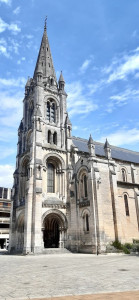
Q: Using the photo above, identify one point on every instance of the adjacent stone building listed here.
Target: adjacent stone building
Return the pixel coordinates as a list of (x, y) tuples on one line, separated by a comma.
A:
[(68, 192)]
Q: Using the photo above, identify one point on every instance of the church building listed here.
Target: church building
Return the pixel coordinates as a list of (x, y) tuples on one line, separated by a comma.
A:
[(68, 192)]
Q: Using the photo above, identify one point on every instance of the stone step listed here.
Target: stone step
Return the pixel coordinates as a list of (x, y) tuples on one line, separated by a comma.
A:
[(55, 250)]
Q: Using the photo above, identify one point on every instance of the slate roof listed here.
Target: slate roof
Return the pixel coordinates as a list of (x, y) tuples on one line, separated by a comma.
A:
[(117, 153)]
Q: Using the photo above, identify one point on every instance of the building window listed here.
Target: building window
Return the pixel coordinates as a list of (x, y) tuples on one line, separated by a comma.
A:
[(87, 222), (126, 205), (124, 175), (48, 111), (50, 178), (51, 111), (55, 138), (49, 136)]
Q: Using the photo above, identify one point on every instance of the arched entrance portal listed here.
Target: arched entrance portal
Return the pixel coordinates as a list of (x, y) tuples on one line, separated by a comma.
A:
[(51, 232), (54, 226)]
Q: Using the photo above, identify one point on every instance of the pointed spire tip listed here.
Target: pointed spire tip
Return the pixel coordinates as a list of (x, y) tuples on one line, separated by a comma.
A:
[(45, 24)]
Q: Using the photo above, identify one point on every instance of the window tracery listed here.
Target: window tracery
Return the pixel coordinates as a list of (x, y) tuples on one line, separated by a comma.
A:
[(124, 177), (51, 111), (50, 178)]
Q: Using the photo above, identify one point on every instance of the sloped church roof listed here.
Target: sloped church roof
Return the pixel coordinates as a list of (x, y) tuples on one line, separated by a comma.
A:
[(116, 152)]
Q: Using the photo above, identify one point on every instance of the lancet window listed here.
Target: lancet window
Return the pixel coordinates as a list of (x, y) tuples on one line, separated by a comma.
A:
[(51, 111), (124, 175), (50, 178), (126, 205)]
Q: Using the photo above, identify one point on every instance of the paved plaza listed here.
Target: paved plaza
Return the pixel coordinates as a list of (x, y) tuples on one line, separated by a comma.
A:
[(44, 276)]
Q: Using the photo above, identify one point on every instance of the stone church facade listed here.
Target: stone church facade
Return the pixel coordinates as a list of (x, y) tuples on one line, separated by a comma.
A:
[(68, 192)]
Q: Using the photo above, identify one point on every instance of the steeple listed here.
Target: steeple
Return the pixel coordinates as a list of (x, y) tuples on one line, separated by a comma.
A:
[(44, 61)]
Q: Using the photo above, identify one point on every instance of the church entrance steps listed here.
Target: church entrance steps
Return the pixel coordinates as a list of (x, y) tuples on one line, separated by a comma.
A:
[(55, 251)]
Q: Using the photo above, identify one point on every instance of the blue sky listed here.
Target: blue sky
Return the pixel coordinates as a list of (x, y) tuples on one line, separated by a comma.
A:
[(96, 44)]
:::
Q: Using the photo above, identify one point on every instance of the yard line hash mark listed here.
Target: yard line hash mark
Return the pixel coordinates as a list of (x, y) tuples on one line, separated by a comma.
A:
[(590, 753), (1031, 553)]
:::
*Task*
Write out, from the lines above, only those from the line with "Target: church entrance steps" to the line with "Target: blue sky", exactly as given, including the first and the last.

*Solution to this exercise*
Target: church entrance steps
Return the pixel coordinates as a list of (x, y) tuples on one line, separated by a comma.
A:
[(55, 251)]
Q: Using the photo above, identify one point on every instance of the blue sky listed here.
Target: blue sky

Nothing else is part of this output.